▸ Exercise goal
Quote the listing below in its entirety, omitting every image.

•••

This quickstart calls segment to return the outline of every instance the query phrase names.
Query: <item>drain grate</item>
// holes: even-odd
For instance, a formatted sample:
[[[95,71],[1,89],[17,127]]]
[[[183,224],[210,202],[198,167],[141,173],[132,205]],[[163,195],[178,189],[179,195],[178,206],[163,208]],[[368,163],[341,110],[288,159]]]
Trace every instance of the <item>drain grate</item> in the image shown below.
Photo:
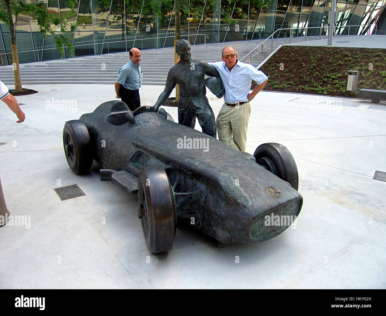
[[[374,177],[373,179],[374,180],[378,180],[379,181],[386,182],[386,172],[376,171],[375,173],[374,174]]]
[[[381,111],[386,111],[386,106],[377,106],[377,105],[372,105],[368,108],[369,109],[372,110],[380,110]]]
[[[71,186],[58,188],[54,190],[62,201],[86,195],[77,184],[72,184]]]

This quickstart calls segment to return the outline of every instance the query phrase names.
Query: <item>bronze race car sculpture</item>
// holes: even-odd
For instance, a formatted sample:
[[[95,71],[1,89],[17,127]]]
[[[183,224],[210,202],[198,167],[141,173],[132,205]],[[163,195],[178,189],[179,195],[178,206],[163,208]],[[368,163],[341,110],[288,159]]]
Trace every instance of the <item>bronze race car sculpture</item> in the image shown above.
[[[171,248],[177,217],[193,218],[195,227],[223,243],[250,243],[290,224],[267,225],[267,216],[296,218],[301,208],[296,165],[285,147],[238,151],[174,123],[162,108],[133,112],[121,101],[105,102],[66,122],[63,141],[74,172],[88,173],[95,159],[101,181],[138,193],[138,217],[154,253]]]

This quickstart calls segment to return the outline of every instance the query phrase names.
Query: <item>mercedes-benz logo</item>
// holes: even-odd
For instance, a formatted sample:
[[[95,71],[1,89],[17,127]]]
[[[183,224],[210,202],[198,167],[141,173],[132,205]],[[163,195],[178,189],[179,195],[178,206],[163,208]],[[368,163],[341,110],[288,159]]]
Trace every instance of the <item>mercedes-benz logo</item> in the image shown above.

•••

▸ Worked solution
This quickstart calls segment to return the outline of every instance the query phrase names.
Query: <item>drain grate</item>
// holes: even-odd
For instance, a formatted sample:
[[[95,71],[1,89],[17,127]]]
[[[183,224],[210,202],[198,167],[141,173],[132,205]],[[163,195],[178,189],[179,195],[178,206],[163,208]],[[368,163],[341,110],[288,159]]]
Trace every instance of the <item>drain grate</item> in the image shown below.
Photo:
[[[374,177],[373,179],[374,180],[378,180],[379,181],[386,182],[386,172],[376,171],[375,173],[374,174]]]
[[[381,111],[386,111],[386,106],[377,106],[377,105],[372,105],[368,108],[369,109],[372,110],[380,110]]]
[[[71,186],[58,188],[54,190],[62,201],[86,195],[77,184],[72,184]]]

This quickstart calls segment to return the outline of every instance the query phrase names.
Query: <item>bronze race car sculpture</item>
// holes: even-odd
For instance, a formatted sample:
[[[95,71],[1,89],[17,127]]]
[[[183,224],[210,202],[198,167],[141,173],[132,205]],[[163,195],[178,189],[179,195],[178,206],[163,208]],[[368,163],[341,110],[288,159]]]
Trace every instance of the <item>bronze race car sculpture</item> in the image shown above.
[[[171,248],[177,217],[193,218],[195,227],[223,243],[250,243],[290,224],[267,225],[267,216],[296,218],[301,208],[296,165],[285,147],[238,151],[174,123],[162,108],[133,112],[121,101],[105,102],[66,122],[63,141],[74,172],[88,173],[95,159],[101,181],[138,193],[138,217],[154,253]]]

This quickstart calls segment to return the outline of every instance the query phrase names.
Query: <item>mercedes-benz logo</item>
// holes: even-odd
For instance, a formatted sample:
[[[95,71],[1,89],[17,127]]]
[[[183,224],[210,202],[198,167],[141,173],[132,205]],[[163,195],[178,189],[179,195],[178,206],[163,208]],[[368,163],[341,110],[288,159]]]
Trace every instance of the <item>mercedes-benz logo</item> in the image shown above.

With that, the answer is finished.